| Problem to work on |
Reproduce all of the records below word for word, leaving out the pictures.

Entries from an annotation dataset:
....................

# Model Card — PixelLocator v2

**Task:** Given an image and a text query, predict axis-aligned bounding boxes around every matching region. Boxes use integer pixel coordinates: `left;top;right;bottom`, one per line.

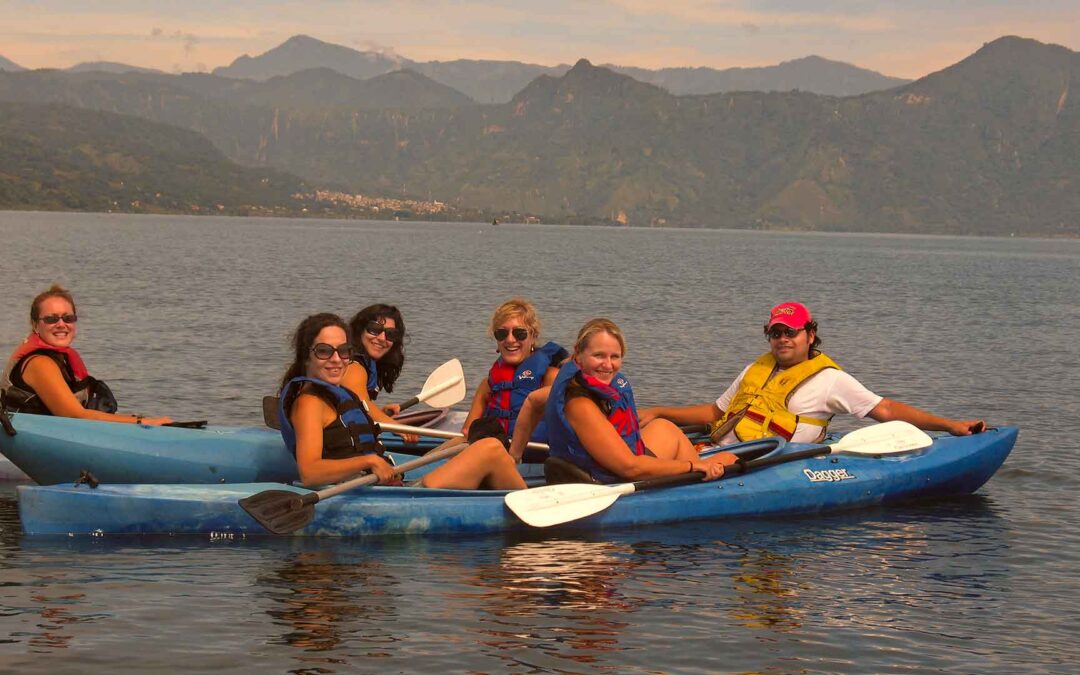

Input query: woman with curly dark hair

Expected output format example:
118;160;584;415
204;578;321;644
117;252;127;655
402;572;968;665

342;303;420;443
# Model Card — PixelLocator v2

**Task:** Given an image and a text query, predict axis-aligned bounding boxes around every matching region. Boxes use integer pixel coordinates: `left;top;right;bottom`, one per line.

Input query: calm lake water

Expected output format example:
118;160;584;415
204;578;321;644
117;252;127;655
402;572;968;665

0;213;1080;673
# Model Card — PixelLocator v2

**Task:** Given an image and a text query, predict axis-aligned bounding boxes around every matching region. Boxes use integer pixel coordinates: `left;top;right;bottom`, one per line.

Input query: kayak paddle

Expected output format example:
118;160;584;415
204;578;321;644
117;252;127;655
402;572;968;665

240;440;468;535
505;420;933;527
399;359;465;410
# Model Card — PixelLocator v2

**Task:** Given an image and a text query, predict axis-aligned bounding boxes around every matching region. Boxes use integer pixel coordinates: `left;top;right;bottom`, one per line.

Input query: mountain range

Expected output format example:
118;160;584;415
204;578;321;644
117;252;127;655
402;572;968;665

....................

| Problem solution |
# Model Card — PixelLocator v2

**Task:** Given an image and a text query, predict axis-aligned bounding boxes around every matching region. Boxes use integer pixel coordinates: `left;top;right;bottom`, one per line.


Input query: woman with curly dark hair

Expected output format example:
118;160;584;415
204;578;321;644
117;252;127;655
402;572;968;665

342;303;420;443
# Model Card — PixelLocator v2

**Task:** Given an image and a text query, predict axis-aligned bounding boxes around every matching region. Boxes use integer pixel coordinates: `left;top;right;bottom`, one per line.

Input query: calm lake water

Expected output format example:
118;160;584;415
204;578;321;644
117;252;127;655
402;572;968;665

0;213;1080;673
# Model Card — PixelLocator v2

**Task:** Given an image and a text query, predict axis-aligned bounding boxes around every matching region. Boxes use integer pixel coordinates: `left;top;right;bottom`, one per line.

Input query: kayak paddle

Expected output format example:
118;160;584;415
204;578;321;644
117;252;127;655
402;572;968;665

240;440;468;535
505;420;933;527
399;359;465;410
# Model Card — PixelLocator v2

**Task:** Given an image and a text query, predict axis-aligned bounding boxes around every matching region. Boxes use integer pixel coordinates: `left;top;right;bottom`, one per line.

Input query: mountain range

Expected output format example:
118;160;584;415
204;578;321;644
117;252;127;655
402;572;968;665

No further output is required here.